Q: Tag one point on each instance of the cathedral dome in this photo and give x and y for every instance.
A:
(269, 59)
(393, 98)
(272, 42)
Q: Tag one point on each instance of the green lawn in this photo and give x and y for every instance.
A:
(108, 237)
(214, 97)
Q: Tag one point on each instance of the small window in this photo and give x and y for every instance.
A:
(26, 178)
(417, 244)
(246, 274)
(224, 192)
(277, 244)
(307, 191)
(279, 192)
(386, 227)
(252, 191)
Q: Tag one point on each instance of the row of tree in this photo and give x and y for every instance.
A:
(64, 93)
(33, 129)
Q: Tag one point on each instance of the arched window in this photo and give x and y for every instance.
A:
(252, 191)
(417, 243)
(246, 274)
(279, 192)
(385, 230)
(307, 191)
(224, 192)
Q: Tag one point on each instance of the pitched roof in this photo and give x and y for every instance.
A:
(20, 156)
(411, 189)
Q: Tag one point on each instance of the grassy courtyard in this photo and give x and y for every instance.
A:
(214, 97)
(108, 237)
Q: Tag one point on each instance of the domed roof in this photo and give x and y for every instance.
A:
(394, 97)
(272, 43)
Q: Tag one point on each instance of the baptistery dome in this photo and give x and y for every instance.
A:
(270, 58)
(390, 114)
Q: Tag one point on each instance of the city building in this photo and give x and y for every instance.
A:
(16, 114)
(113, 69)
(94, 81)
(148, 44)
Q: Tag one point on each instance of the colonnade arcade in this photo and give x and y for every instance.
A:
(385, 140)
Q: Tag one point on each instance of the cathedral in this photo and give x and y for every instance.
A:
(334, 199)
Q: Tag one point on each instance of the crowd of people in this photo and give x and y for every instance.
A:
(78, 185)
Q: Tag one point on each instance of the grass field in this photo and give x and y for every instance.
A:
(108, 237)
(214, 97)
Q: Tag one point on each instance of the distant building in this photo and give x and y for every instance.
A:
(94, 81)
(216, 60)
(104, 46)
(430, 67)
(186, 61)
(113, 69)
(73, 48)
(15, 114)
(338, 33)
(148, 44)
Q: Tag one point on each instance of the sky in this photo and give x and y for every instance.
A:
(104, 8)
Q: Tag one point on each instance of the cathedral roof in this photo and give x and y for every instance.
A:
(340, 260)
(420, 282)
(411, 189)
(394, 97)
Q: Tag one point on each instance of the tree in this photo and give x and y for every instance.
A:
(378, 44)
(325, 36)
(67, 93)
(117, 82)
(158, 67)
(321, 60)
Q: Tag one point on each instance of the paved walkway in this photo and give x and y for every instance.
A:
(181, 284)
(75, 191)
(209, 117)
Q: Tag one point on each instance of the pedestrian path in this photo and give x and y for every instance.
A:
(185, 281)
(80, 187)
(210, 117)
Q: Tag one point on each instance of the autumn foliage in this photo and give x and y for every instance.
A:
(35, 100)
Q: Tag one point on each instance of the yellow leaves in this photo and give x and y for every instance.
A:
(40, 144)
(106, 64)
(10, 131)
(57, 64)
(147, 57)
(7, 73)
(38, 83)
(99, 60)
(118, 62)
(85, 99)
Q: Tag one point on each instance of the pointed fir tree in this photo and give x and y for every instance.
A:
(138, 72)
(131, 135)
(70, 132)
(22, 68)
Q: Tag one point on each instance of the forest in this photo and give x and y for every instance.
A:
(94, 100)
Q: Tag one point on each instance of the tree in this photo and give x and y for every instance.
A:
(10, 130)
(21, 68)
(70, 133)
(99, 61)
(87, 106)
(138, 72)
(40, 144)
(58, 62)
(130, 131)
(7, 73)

- _Work required_:
Wherever a line in the data above holds the word "window", copy that line.

- _Answer to the exercise_:
Q: Tag one point on each instance of the small window in this photo and give x and y for every instance.
Q: Tag one point on each instance of the arched window in this photo and give x and y for every instance.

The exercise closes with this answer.